◆ WHAT IS EXPECTED: Each line of the listing that includes the string "knee" is to be identified and copied.

◆ RECORDS TO PROCESS:
------------------------------------

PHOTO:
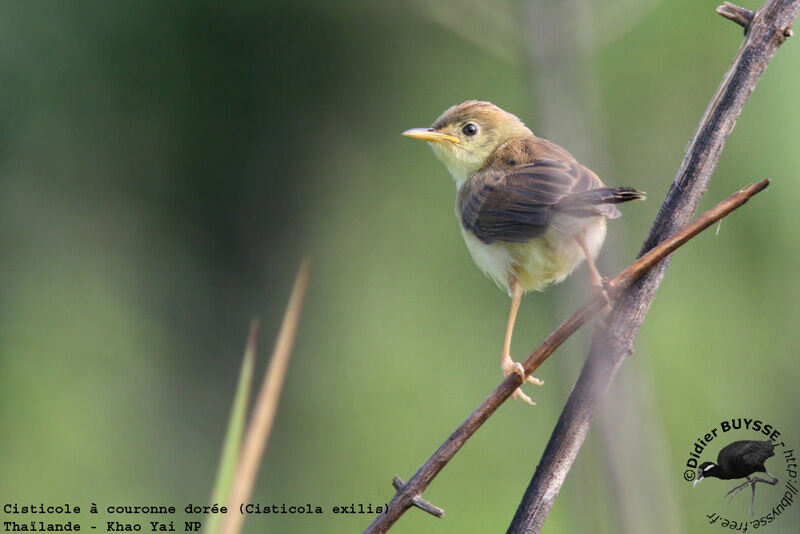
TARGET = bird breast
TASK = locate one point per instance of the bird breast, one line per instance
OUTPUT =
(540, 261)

------------------------------------

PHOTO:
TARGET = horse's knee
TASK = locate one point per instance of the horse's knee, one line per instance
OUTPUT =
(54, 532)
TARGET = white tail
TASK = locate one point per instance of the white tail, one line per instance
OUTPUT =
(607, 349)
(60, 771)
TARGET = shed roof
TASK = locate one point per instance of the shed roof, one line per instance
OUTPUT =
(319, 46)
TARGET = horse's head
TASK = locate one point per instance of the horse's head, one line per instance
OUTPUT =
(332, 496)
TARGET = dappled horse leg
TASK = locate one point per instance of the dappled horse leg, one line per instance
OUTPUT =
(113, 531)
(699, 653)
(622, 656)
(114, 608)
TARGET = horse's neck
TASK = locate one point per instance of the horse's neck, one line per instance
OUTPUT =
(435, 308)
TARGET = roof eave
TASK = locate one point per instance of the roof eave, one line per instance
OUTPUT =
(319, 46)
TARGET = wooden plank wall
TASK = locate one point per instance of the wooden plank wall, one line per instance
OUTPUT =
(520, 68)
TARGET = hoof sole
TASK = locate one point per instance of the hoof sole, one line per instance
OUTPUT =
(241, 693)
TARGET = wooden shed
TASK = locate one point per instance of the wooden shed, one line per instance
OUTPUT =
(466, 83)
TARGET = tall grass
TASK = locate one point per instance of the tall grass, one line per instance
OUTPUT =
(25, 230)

------------------------------------

◆ ANSWER SPACE:
TARGET = horse's knee
TASK = locate one point per instance of the horse's knee, one line per instance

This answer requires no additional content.